### Goal
Would you copy only the lines below, beginning with the one that contains "Each instance receives one keypoint. Mark the thumb" and running through the last entry line?

### Dataset
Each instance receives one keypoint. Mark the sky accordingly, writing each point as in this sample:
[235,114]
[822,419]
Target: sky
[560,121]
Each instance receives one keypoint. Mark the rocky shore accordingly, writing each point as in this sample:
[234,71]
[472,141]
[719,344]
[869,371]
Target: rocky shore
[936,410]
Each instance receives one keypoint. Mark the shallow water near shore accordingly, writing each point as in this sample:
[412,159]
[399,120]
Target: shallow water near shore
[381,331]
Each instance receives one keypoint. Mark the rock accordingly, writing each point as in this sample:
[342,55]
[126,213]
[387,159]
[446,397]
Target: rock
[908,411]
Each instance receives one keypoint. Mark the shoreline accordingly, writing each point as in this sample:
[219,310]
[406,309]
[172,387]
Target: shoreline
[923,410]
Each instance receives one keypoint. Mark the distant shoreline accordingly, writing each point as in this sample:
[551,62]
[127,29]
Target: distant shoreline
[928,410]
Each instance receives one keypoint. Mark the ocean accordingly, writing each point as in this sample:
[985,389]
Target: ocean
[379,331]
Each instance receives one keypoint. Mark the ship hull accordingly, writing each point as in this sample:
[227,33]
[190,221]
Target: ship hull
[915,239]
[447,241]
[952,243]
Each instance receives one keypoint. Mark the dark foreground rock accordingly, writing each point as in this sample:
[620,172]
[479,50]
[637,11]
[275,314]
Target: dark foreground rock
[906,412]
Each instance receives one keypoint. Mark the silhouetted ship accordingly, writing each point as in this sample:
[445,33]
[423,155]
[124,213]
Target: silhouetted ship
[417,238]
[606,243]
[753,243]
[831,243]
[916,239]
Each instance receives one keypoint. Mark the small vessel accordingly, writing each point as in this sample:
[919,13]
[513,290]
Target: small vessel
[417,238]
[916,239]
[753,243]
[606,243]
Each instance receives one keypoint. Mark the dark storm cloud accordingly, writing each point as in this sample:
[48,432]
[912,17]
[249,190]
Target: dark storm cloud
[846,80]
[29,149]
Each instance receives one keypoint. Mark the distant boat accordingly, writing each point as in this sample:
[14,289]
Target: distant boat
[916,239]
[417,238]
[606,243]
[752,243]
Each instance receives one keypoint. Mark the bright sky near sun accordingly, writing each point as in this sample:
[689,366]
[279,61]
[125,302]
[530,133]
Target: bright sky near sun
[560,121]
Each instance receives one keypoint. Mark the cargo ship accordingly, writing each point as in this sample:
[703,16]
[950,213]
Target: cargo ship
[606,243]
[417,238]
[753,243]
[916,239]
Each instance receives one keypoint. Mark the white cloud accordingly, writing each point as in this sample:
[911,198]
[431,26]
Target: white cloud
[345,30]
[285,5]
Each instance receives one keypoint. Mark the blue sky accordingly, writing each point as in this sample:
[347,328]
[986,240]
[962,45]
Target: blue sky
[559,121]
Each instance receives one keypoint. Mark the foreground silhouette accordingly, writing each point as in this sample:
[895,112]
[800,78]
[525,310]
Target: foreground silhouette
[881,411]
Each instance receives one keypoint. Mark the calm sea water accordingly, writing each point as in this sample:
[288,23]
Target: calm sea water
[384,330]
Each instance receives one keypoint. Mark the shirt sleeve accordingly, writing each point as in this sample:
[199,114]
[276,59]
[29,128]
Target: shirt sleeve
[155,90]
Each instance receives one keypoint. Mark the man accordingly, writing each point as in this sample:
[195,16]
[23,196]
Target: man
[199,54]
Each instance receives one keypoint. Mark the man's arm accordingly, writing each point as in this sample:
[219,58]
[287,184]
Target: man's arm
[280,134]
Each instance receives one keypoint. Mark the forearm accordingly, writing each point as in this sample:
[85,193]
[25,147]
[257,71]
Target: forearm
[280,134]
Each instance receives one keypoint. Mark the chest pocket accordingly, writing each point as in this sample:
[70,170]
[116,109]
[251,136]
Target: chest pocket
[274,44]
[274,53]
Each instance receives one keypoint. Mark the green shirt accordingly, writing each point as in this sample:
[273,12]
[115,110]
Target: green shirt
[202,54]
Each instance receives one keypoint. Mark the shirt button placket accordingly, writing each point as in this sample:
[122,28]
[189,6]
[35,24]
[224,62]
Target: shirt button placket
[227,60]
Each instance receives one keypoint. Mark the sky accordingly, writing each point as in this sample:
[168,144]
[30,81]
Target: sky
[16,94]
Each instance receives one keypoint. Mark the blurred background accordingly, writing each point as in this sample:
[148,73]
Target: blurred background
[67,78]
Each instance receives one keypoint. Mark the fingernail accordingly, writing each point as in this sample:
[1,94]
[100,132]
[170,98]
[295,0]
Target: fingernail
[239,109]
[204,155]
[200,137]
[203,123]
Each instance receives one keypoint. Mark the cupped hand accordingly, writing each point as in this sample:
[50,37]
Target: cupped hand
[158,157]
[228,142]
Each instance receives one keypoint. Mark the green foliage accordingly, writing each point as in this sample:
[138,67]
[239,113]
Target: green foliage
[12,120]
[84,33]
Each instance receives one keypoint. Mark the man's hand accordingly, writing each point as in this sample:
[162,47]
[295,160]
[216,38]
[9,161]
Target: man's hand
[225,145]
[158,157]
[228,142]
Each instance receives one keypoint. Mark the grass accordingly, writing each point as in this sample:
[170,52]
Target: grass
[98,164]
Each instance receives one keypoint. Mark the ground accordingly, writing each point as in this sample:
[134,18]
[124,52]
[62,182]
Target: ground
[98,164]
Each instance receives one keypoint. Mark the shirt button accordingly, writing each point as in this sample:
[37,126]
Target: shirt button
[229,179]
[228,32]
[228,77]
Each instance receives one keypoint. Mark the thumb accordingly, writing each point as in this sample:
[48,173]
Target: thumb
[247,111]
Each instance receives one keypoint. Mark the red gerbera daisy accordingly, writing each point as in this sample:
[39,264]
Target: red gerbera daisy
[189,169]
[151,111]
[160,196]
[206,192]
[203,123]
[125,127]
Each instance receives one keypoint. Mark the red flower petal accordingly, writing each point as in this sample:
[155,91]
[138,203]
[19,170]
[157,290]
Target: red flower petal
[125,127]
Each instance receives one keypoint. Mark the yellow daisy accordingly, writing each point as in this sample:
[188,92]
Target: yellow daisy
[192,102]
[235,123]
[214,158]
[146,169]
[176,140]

### Task response
Each instance receives one keypoint. Mark the thumb accordingly, writing each point as in this sample:
[48,173]
Target: thumb
[247,111]
Each instance receives one keypoint. Mark the red gerbera daisy accordingly, writing each point as in this sample:
[39,264]
Target: red gerbera daisy
[189,169]
[151,111]
[160,196]
[206,192]
[203,123]
[125,127]
Each instance receives one keypoint. Mark the red flower petal accordingly, writing each point as in this sample:
[155,91]
[138,203]
[19,170]
[157,290]
Target: red flower petal
[125,127]
Each instance receives one keypoint. Mark the yellow daisy accordingly, writing each point as in this sample:
[188,92]
Target: yellow daisy
[192,102]
[235,123]
[214,158]
[146,169]
[176,140]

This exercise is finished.